» **AIM OF THE TASK**
Retype the data below without any change, beginning with its first line and continuing through the line that contains "198,368,316,407", with both of those lines included. Omit the pictures from your answer.

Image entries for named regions
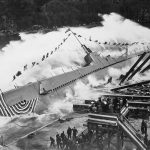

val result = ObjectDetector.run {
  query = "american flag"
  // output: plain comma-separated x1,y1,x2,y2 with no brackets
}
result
0,92,38,117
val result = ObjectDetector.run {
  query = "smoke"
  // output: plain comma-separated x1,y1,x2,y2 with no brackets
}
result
0,13,150,90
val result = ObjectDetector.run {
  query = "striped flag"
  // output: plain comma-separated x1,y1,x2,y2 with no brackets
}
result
0,92,38,117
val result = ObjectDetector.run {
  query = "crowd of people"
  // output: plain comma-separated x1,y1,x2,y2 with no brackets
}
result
50,127,93,150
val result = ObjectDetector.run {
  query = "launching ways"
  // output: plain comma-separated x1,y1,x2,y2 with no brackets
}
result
87,114,147,150
40,51,149,95
0,42,150,115
120,52,150,85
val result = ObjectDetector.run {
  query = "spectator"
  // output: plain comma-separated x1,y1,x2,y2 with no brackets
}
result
56,133,61,149
141,119,145,134
73,127,78,140
67,127,72,139
50,136,55,147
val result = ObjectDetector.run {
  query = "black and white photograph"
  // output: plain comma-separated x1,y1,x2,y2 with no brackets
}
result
0,0,150,150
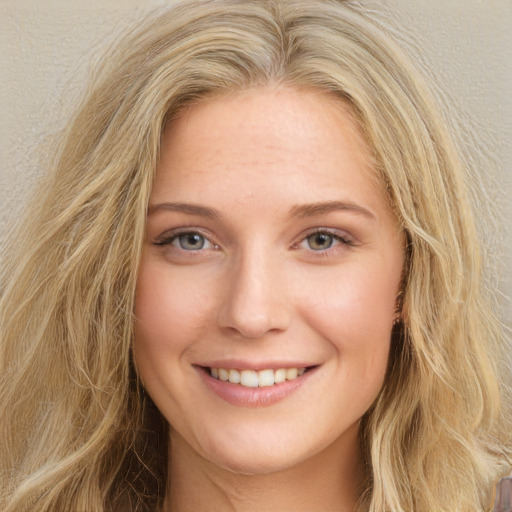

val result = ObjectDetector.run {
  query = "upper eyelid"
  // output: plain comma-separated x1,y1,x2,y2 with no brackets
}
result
153,226,218,246
153,226,355,246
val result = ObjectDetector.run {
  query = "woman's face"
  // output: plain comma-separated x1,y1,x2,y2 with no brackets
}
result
134,88,404,473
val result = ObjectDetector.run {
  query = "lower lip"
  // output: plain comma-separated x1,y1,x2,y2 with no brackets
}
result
198,368,316,407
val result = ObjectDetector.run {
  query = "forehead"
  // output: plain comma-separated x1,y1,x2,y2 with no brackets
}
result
152,87,387,222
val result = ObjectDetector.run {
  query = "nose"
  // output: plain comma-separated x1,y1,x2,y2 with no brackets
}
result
218,249,291,339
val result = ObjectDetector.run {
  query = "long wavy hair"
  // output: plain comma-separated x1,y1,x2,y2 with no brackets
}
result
0,0,512,512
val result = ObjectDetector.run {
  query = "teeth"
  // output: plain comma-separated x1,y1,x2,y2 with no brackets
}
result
229,370,240,384
210,368,306,388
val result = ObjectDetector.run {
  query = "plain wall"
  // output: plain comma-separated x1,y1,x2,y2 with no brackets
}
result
0,0,512,332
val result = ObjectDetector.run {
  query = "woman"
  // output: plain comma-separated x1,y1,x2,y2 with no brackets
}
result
0,0,511,512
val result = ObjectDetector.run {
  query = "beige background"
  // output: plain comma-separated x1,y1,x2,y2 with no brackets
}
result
0,0,512,328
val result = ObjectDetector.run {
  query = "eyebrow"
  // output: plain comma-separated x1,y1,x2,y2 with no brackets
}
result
290,201,375,220
148,201,375,220
148,203,220,219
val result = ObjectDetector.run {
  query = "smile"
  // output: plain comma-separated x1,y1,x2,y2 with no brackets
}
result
208,368,307,388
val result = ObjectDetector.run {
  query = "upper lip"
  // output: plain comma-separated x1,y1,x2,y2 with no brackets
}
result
196,359,318,370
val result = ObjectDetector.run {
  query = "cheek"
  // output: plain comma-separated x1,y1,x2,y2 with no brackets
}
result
134,261,214,370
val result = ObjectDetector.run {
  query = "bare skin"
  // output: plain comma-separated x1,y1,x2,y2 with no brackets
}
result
134,87,404,512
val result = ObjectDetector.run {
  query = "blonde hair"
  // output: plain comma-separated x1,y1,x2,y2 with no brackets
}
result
0,0,510,512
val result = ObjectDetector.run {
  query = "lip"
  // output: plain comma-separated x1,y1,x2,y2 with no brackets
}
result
195,359,318,371
196,361,318,408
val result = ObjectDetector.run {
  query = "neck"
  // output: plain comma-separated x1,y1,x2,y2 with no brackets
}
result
164,426,364,512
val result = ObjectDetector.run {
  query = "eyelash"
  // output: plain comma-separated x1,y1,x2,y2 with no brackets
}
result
154,228,355,257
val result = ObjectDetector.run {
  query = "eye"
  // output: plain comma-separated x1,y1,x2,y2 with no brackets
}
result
306,232,335,251
298,228,354,254
173,233,208,251
155,231,215,252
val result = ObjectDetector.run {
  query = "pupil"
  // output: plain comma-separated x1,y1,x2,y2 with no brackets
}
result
180,233,204,250
309,233,332,250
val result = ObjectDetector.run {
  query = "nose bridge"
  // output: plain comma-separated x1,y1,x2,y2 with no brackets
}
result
219,247,290,338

» **WRITTEN REPLY**
val result = ObjectDetector.run {
  query = "american flag"
  // output: plain comma-separated x1,y1,x2,y2 with no brackets
}
result
0,92,38,117
val result = ObjectDetector.run {
  query = "smoke"
  // output: plain comma-separated x1,y1,x2,y2 with no brackets
}
result
0,13,150,90
val result = ObjectDetector.run {
  query = "striped flag"
  // output: plain comma-separated x1,y1,x2,y2 with no brackets
}
result
0,92,38,117
val result = ObjectDetector.run {
  query = "crowd of people"
  // output: plain comma-separated x1,y1,x2,y2 with no brackets
}
result
50,127,93,150
val result = ObjectDetector.run {
  query = "launching ways"
  // output: plain comma-separated x1,y1,x2,y2 with no brackets
}
result
87,114,147,150
40,51,149,95
0,42,150,115
120,52,150,85
val result = ObjectDetector.run {
  query = "spectator"
  // output: plain comma-separated x1,y1,x2,y2 with no brackets
}
result
56,133,61,149
141,119,145,134
73,127,78,140
67,127,72,139
50,136,55,147
val result = ObjectDetector.run {
  query = "black and white photograph"
  // output: plain comma-separated x1,y1,x2,y2 with no brackets
}
result
0,0,150,150

val result = ObjectDetector.run {
  query = "upper eyelid"
  // output: plain comma-separated x1,y1,x2,y2 with no brackets
}
result
153,226,218,246
153,226,355,246
val result = ObjectDetector.run {
  query = "woman's face"
  // output: plain comma-separated x1,y1,x2,y2 with no brackets
}
result
134,88,404,473
val result = ObjectDetector.run {
  query = "lower lip"
  // output: plain comma-separated x1,y1,x2,y2 with no brackets
}
result
198,368,316,407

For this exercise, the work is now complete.